| WHAT THE TASK REQUIRES |
Transcribe all of the material below precisely, leaving every line unchanged.

Recorded data
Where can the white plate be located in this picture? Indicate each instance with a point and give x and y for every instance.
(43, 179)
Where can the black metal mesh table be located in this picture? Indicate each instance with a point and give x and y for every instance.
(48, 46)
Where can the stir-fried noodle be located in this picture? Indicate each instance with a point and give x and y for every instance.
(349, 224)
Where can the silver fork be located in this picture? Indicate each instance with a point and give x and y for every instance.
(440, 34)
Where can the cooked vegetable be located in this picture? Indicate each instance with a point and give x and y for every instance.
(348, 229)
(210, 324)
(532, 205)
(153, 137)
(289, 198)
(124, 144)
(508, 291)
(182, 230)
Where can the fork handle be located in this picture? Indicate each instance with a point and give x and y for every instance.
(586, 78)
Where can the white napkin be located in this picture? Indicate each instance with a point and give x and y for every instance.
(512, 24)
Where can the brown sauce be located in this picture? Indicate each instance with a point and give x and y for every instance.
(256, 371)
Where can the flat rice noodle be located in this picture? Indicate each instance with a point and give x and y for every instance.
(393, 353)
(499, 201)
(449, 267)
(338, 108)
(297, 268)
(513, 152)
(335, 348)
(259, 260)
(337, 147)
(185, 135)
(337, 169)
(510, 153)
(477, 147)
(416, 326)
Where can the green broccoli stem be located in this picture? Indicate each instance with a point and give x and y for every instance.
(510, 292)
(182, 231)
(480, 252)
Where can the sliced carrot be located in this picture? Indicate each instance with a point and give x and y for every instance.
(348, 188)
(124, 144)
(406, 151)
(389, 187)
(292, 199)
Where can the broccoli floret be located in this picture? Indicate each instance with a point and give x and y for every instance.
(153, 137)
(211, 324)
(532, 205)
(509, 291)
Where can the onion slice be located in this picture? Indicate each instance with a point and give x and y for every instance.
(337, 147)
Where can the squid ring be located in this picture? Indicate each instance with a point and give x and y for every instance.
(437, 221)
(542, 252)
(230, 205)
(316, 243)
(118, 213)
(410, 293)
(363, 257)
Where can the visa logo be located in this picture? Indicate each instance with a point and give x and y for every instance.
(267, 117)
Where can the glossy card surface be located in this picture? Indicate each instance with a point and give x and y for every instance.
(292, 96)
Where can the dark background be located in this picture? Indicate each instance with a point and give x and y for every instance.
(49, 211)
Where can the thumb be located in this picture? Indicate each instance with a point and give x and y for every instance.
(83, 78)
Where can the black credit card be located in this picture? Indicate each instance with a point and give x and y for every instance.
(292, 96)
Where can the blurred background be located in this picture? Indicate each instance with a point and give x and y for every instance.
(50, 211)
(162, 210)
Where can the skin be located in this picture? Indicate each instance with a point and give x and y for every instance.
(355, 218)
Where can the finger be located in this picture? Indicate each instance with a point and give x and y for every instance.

| CORRECT RESPONSE |
Where can the white plate be located in this picture? Indicate each instance with a point and give x and y for every instance.
(43, 179)
Where can the black metal mesh table be located in this picture? Indicate each instance with a point and give x and y for every instance.
(48, 46)
Where can the stir-fried noodle be located in this picture? Indicate each instance with a point and give x and y for every instance.
(349, 224)
Where can the silver fork be located in this picture? Indicate each instance with a point and give x and y for every instance.
(440, 34)
Where can the cooked vegetable be located in this picture? Indicate each instance with a point and give x and y for every instance.
(348, 229)
(210, 324)
(532, 205)
(153, 137)
(289, 198)
(124, 144)
(508, 291)
(182, 230)
Where can the fork handle be located in this picture? Indicate each instance with a point and give x and y for every instance.
(586, 78)
Where can the white napkin be located in this picture? Indicate each instance with a point and give x and y for every instance.
(512, 24)
Where can the brown sauce be located in this picture? Indicate each instance with a point and give x and y for every instance.
(256, 371)
Where can the flat rice noodle be located in this picture? Indicate each instance with a point and give x and y for every instance.
(393, 353)
(499, 201)
(449, 267)
(338, 108)
(297, 268)
(513, 152)
(335, 348)
(259, 260)
(337, 147)
(185, 135)
(337, 169)
(510, 153)
(477, 147)
(416, 326)
Where can the green broccoli stem be located in this picture? Indicate each instance with a point and give x and y for every instance.
(510, 292)
(182, 231)
(480, 252)
Where can the sliced carrot be located in this picture? Indicate each instance with a point and give x and y for every instance.
(348, 188)
(124, 144)
(406, 151)
(389, 187)
(292, 199)
Where can the broccoli floret be located in this picture? Indicate each instance with a point and give x and y for every instance.
(153, 137)
(211, 324)
(532, 205)
(509, 291)
Where can the onion slice be located in this picture? Indicate each instance with a point and give x and y for every instance.
(337, 147)
Where can the squid ring be located in this picture? Indicate each instance with a point and give x and y for every instance.
(437, 221)
(542, 252)
(230, 205)
(316, 243)
(118, 213)
(410, 293)
(363, 257)
Where can the visa logo be located in this picture? Indicate each instance with a point and give x and y for every instance.
(267, 117)
Where can the glossy card surface be located in this picture? Indicate each instance with a point and give x and y for every instance.
(292, 96)
Where can the dark background be located in this picture? Indicate each instance with a point and give x and y for every instance.
(49, 211)
Where can the thumb be located in this picture? Indicate each instance with a point and give x and y for every instance.
(83, 78)
Where can the black credit card be located in this picture? Indicate each instance with a point and give x and y for every instance.
(292, 96)
Where can the blurred background be located in this picture? Indicate each instance with a point and give x and y for every instance.
(50, 211)
(162, 210)
Where can the skin be located in this picture? Indicate each instance with a point and give x and y for every instance.
(355, 218)
Where can the finger be located in this picture? Indicate each instance with a point and give x and y for every instance.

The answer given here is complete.